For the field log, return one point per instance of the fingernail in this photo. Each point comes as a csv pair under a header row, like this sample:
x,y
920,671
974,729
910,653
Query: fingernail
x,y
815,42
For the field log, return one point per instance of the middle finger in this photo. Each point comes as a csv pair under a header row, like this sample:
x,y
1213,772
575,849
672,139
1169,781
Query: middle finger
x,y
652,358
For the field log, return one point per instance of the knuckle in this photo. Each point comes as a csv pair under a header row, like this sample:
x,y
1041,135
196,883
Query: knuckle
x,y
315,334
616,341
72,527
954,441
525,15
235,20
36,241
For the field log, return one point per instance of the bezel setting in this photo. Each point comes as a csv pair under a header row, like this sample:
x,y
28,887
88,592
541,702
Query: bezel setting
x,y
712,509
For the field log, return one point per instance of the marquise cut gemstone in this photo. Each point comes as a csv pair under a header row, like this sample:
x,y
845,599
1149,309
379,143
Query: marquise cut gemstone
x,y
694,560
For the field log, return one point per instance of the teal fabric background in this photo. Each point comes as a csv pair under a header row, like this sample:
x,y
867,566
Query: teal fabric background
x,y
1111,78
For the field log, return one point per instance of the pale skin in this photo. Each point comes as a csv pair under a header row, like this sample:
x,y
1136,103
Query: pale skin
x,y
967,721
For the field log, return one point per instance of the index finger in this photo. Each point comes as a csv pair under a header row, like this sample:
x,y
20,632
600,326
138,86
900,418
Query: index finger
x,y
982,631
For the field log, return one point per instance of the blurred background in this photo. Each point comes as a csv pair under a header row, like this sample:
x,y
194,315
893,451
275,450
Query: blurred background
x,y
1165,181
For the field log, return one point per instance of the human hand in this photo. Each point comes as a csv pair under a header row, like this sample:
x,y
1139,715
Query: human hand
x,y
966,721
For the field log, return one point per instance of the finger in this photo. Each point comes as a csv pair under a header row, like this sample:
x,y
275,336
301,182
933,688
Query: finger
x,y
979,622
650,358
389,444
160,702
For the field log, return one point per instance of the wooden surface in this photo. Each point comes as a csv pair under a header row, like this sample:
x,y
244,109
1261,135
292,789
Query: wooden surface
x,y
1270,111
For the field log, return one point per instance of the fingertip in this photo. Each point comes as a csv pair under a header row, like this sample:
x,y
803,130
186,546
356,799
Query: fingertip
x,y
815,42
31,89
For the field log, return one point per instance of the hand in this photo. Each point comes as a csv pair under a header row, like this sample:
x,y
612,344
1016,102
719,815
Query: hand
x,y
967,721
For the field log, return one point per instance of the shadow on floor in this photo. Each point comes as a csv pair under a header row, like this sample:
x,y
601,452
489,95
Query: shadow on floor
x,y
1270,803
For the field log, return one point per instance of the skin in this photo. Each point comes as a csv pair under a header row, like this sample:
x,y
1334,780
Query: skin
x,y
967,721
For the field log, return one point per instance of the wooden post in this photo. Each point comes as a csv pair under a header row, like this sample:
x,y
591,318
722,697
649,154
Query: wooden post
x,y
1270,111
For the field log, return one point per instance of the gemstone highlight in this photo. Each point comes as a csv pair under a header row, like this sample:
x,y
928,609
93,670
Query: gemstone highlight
※
> _WHAT IS EXPECTED_:
Your task is to report how many lines of the material include the string "highlight". Give the number and no other words.

> _RESPONSE TO THE TASK_:
2